------ Data ------

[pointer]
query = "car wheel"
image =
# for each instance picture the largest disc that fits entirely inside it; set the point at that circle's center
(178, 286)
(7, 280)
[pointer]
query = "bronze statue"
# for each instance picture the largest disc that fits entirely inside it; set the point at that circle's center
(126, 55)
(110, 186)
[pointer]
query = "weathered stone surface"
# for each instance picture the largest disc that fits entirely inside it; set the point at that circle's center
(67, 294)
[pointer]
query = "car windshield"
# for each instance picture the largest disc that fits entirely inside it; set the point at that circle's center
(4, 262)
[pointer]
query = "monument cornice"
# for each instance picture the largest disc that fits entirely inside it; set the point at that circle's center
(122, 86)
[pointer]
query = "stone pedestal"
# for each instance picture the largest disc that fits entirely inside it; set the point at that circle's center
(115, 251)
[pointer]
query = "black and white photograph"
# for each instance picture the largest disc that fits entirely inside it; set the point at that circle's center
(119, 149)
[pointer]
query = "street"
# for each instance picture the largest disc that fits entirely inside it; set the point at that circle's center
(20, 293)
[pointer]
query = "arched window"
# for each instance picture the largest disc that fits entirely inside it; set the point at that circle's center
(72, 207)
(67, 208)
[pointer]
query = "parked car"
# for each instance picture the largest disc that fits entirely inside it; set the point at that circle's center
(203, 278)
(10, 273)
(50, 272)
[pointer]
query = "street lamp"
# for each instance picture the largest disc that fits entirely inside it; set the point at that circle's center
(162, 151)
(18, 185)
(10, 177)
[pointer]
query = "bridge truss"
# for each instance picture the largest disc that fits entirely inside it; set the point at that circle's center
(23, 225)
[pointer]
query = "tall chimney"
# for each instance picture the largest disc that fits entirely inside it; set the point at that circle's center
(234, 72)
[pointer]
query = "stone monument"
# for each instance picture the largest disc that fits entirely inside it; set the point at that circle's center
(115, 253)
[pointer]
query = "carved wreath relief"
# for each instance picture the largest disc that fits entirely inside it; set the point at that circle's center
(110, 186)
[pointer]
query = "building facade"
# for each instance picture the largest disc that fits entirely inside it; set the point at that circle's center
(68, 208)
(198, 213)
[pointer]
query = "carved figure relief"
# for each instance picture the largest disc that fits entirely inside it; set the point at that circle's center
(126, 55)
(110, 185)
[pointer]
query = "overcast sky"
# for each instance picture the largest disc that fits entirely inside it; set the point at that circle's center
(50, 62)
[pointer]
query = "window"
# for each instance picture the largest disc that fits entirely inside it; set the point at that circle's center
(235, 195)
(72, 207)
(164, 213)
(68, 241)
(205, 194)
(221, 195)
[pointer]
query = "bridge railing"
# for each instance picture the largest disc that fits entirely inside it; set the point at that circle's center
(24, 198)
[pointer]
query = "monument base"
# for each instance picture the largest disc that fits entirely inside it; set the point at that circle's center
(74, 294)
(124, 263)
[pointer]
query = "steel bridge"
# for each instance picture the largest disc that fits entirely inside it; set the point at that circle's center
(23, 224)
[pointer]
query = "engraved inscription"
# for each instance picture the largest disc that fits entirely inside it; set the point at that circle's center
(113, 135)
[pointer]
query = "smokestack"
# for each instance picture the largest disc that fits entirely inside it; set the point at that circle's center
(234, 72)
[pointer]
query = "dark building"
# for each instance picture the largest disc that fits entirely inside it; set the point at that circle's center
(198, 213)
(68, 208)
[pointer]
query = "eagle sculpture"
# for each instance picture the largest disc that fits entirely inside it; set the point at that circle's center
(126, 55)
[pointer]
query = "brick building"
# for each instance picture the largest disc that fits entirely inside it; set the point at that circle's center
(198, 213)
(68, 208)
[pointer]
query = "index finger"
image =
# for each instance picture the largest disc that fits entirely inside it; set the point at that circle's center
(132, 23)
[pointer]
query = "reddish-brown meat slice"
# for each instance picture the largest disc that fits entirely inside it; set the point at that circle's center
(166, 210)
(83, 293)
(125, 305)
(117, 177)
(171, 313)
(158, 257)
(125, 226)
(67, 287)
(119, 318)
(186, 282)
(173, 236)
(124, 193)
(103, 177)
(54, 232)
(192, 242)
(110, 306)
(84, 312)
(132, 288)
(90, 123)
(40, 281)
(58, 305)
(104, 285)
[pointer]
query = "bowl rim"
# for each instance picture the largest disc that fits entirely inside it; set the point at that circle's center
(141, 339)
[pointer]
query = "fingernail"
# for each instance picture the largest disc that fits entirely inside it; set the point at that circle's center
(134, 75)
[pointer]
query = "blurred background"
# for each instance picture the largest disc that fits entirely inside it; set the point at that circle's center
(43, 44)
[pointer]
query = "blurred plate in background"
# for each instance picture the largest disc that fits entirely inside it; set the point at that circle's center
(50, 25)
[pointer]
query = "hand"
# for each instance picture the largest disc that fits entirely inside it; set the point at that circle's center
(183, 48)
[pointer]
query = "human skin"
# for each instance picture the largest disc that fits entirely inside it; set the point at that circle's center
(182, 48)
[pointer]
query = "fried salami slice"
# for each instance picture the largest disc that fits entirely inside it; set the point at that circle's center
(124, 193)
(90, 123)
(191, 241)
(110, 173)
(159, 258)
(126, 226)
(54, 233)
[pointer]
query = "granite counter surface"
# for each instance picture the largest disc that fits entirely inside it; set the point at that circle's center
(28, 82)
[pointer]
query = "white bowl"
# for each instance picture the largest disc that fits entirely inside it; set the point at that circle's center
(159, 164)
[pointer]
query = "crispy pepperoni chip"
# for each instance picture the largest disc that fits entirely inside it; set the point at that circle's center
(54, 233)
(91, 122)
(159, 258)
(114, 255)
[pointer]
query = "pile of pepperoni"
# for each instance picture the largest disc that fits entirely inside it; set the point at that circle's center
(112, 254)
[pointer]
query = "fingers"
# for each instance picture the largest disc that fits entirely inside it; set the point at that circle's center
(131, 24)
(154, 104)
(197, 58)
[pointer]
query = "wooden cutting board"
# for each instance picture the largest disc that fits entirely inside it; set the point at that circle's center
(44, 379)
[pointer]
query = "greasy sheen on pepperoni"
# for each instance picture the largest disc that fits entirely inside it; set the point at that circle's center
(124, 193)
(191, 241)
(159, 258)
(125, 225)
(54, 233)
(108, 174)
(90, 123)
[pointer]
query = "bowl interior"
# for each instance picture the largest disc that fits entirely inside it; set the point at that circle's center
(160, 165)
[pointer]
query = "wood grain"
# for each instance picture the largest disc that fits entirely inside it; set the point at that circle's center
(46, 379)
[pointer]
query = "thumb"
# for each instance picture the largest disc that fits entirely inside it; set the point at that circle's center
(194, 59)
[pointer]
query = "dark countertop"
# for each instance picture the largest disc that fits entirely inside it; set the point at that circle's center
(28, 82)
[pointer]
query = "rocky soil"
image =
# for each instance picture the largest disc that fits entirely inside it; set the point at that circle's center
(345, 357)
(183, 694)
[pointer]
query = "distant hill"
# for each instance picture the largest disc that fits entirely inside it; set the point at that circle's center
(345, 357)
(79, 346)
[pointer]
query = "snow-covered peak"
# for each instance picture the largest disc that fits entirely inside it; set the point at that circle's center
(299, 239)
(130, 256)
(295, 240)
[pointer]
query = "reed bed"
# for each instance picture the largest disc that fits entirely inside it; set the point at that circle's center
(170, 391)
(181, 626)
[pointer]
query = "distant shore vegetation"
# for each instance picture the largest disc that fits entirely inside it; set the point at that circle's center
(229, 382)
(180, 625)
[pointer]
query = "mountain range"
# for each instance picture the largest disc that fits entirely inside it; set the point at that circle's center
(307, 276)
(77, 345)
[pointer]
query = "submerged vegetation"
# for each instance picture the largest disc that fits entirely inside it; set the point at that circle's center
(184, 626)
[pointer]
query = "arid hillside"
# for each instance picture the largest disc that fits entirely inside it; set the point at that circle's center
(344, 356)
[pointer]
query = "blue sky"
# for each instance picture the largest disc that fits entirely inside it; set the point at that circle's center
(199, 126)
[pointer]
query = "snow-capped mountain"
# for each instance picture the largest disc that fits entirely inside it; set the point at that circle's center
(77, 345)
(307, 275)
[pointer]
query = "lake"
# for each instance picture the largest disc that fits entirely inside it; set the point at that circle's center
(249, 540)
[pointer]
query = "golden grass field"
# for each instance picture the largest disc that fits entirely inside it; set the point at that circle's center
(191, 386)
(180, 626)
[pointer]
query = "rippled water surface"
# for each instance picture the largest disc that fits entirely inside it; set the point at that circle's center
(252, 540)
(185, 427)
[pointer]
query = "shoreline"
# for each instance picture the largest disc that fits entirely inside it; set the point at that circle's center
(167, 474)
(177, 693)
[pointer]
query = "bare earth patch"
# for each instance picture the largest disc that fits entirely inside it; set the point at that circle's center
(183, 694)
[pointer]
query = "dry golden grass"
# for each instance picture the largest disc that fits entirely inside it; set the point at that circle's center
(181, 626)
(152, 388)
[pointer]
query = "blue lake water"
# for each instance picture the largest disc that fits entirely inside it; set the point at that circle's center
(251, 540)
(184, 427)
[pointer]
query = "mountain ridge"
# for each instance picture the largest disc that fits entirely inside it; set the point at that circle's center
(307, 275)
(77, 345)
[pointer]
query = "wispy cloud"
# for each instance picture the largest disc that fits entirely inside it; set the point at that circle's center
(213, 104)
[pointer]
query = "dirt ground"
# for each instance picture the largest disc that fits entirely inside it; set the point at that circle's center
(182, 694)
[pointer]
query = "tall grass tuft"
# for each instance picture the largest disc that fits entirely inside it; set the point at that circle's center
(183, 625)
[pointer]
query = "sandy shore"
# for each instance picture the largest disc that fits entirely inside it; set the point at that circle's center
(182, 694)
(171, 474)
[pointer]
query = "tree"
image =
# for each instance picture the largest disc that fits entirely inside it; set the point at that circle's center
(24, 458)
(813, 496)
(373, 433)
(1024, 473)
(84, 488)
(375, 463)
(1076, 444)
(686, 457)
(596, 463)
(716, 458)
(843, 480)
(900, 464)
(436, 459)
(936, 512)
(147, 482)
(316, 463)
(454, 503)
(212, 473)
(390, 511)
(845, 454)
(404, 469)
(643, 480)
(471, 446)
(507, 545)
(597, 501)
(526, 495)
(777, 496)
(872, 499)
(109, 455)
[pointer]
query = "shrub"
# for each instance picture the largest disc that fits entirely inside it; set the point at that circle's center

------

# [Task goal]
Collect every line in the entries above that contains the word "building". Match case exactly.

# [Exercise output]
query = "building facade"
query = "dark building"
query = "brick building"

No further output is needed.